Problem to work on ▸ Repeat each entry below exactly.

Excerpted records ▸
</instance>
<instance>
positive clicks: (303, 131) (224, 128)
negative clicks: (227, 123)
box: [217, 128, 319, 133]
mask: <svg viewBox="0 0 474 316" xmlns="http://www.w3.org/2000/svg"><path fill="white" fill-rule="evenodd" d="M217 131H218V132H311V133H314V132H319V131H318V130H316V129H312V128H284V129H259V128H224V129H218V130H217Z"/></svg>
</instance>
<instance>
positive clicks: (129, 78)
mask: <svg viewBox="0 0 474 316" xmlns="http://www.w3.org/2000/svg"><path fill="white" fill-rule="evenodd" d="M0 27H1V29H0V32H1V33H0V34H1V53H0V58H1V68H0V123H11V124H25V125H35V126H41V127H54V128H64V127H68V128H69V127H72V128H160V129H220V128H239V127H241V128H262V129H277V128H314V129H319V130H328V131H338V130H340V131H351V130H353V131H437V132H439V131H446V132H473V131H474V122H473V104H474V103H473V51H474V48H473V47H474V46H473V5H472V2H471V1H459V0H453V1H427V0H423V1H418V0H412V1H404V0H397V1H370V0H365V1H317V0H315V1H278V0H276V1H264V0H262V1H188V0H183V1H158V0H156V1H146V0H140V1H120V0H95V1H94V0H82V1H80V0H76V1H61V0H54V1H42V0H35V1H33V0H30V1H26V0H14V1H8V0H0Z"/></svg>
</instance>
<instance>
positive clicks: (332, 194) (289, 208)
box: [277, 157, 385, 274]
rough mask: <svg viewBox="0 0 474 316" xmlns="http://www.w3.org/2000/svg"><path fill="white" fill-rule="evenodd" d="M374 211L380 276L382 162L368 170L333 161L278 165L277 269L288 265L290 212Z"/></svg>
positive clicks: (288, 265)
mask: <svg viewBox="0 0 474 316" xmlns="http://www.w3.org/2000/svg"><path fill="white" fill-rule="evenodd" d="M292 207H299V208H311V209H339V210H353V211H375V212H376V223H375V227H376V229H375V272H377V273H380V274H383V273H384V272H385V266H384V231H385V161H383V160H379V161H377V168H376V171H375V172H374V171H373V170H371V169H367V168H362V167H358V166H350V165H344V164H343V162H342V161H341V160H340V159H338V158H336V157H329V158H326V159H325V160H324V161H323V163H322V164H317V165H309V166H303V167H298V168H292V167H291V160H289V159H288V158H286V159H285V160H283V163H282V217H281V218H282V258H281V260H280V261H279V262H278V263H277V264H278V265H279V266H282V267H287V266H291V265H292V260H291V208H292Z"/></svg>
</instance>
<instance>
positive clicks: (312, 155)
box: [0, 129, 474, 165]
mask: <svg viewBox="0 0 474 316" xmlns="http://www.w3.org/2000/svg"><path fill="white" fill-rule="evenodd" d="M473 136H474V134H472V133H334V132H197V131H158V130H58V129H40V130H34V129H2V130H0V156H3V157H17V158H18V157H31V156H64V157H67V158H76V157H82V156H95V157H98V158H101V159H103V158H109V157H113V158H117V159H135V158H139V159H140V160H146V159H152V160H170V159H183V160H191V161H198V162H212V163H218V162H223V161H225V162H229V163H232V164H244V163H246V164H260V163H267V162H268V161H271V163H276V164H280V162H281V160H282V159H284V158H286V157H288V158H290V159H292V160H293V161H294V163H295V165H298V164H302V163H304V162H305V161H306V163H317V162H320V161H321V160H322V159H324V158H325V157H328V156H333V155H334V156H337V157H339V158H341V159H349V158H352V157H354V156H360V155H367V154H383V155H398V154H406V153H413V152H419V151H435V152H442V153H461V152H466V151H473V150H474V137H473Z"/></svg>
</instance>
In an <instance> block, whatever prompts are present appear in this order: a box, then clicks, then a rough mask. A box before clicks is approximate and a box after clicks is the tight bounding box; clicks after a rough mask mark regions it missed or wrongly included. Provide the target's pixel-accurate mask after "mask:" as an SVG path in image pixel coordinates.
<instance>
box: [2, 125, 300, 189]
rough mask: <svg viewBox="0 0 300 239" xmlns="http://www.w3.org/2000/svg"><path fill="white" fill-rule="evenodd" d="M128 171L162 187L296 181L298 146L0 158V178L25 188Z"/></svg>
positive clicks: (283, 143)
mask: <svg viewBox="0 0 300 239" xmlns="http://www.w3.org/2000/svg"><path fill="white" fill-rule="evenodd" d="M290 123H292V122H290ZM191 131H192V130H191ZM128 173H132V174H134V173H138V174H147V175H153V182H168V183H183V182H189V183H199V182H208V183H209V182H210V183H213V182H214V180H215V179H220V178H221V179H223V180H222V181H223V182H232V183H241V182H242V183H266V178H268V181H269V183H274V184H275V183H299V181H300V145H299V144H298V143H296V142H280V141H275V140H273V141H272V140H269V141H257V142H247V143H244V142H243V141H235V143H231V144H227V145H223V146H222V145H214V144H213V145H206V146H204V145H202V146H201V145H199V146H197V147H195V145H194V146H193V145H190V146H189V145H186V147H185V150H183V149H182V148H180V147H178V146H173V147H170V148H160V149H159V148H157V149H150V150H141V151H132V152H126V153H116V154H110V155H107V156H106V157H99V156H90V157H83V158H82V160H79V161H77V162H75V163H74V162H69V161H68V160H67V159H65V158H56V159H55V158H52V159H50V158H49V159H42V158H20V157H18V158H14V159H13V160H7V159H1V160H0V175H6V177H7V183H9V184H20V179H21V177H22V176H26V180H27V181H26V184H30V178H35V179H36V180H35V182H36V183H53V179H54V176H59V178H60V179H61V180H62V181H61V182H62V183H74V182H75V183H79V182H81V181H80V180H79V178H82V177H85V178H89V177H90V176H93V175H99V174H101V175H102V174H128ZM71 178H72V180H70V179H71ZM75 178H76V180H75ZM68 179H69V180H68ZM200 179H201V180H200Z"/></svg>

Task result ▸
</instance>
<instance>
positive clicks: (303, 131) (224, 128)
negative clicks: (227, 123)
box: [217, 128, 319, 133]
mask: <svg viewBox="0 0 474 316" xmlns="http://www.w3.org/2000/svg"><path fill="white" fill-rule="evenodd" d="M217 131H218V132H311V133H314V132H319V131H318V130H316V129H312V128H284V129H259V128H224V129H218V130H217Z"/></svg>
</instance>
<instance>
positive clicks: (129, 78)
mask: <svg viewBox="0 0 474 316" xmlns="http://www.w3.org/2000/svg"><path fill="white" fill-rule="evenodd" d="M0 27H1V29H0V32H1V33H0V34H1V53H0V58H1V68H0V123H11V124H25V125H35V126H41V127H54V128H64V127H68V128H69V127H72V128H160V129H220V128H239V127H241V128H262V129H277V128H314V129H319V130H328V131H338V130H340V131H351V130H353V131H437V132H439V131H446V132H473V131H474V122H473V104H474V103H473V51H474V48H473V47H474V46H473V5H472V2H471V1H459V0H453V1H427V0H423V1H418V0H412V1H404V0H397V1H370V0H365V1H317V0H315V1H278V0H276V1H264V0H262V1H188V0H183V1H158V0H156V1H146V0H140V1H120V0H95V1H94V0H82V1H80V0H76V1H61V0H54V1H42V0H35V1H33V0H30V1H26V0H14V1H8V0H0Z"/></svg>
</instance>
<instance>
positive clicks: (332, 194) (289, 208)
box: [277, 157, 385, 274]
rough mask: <svg viewBox="0 0 474 316" xmlns="http://www.w3.org/2000/svg"><path fill="white" fill-rule="evenodd" d="M374 211L380 276L382 162L368 170L333 161L278 165L277 269L288 265L290 212Z"/></svg>
positive clicks: (288, 265)
mask: <svg viewBox="0 0 474 316" xmlns="http://www.w3.org/2000/svg"><path fill="white" fill-rule="evenodd" d="M292 207H299V208H311V209H339V210H353V211H375V212H376V223H375V227H376V229H375V272H377V273H380V274H383V273H384V272H385V266H384V231H385V161H383V160H379V161H377V168H376V171H375V172H374V171H373V170H371V169H367V168H362V167H358V166H350V165H344V164H343V162H342V161H341V160H340V159H338V158H336V157H329V158H326V159H325V160H324V161H323V163H322V164H317V165H309V166H303V167H298V168H292V167H291V160H289V159H288V158H286V159H285V160H283V163H282V217H281V218H282V258H281V260H280V261H279V262H278V263H277V264H278V265H279V266H282V267H287V266H291V265H292V260H291V208H292Z"/></svg>
</instance>
<instance>
positive clicks: (312, 155)
box: [0, 129, 474, 165]
mask: <svg viewBox="0 0 474 316" xmlns="http://www.w3.org/2000/svg"><path fill="white" fill-rule="evenodd" d="M473 136H474V134H472V133H334V132H197V131H158V130H58V129H40V130H34V129H2V130H0V156H3V157H17V158H18V157H31V156H64V157H67V158H76V157H82V156H95V157H98V158H101V159H103V158H109V157H113V158H117V159H135V158H139V159H140V160H146V159H152V160H170V159H183V160H191V161H198V162H212V163H218V162H223V161H225V162H229V163H232V164H244V163H246V164H260V163H267V162H268V161H271V163H276V164H280V162H281V160H282V159H284V158H286V157H288V158H290V159H292V160H293V161H294V163H295V165H298V164H302V163H304V162H305V161H306V163H317V162H320V161H321V160H322V159H324V158H325V157H328V156H333V155H334V156H337V157H339V158H341V159H349V158H352V157H354V156H360V155H367V154H383V155H398V154H406V153H413V152H419V151H435V152H442V153H461V152H466V151H473V150H474V137H473Z"/></svg>
</instance>
In an <instance> block, whatever prompts are present appear in this order: a box, then clicks, then a rough mask. A box before clicks is approximate and a box after clicks is the tight bounding box; clicks after a rough mask mark regions it missed or wrongly included. Provide the target's pixel-accurate mask after "mask:" as an SVG path in image pixel coordinates.
<instance>
box: [2, 125, 300, 189]
rough mask: <svg viewBox="0 0 300 239" xmlns="http://www.w3.org/2000/svg"><path fill="white" fill-rule="evenodd" d="M128 171L162 187L296 181L298 146L0 158V178L25 188Z"/></svg>
positive clicks: (283, 143)
mask: <svg viewBox="0 0 300 239" xmlns="http://www.w3.org/2000/svg"><path fill="white" fill-rule="evenodd" d="M290 123H292V122H290ZM191 131H192V130H191ZM128 173H132V174H134V173H138V174H147V175H153V182H168V183H183V182H189V183H199V182H208V183H209V182H210V183H213V182H214V180H215V179H220V178H221V179H223V180H222V181H223V182H232V183H241V182H242V183H266V178H268V181H269V183H274V184H275V183H299V181H300V145H299V144H298V143H296V142H280V141H275V140H273V141H272V140H269V141H257V142H247V143H244V142H243V141H235V143H231V144H227V145H223V146H222V145H214V144H213V145H206V146H204V145H202V146H201V145H199V146H197V147H195V145H194V146H193V145H190V146H189V145H186V147H185V150H183V149H182V148H180V147H178V146H173V147H170V148H160V149H159V148H157V149H150V150H141V151H132V152H126V153H116V154H110V155H107V156H106V157H99V156H90V157H83V158H82V160H79V161H77V162H75V163H74V162H69V161H68V160H67V159H65V158H56V159H55V158H52V159H50V158H49V159H42V158H20V157H18V158H14V159H13V160H7V159H1V160H0V175H6V177H7V183H9V184H20V179H21V177H22V176H26V180H27V181H26V184H30V178H35V179H36V180H35V182H36V183H53V179H54V176H59V178H60V179H61V180H62V181H61V182H62V183H74V182H75V183H79V182H81V181H80V180H79V178H82V177H85V178H89V177H90V176H93V175H99V174H101V175H102V174H128ZM71 178H72V180H70V179H71ZM75 178H76V180H75ZM68 179H69V180H68ZM200 179H201V180H200Z"/></svg>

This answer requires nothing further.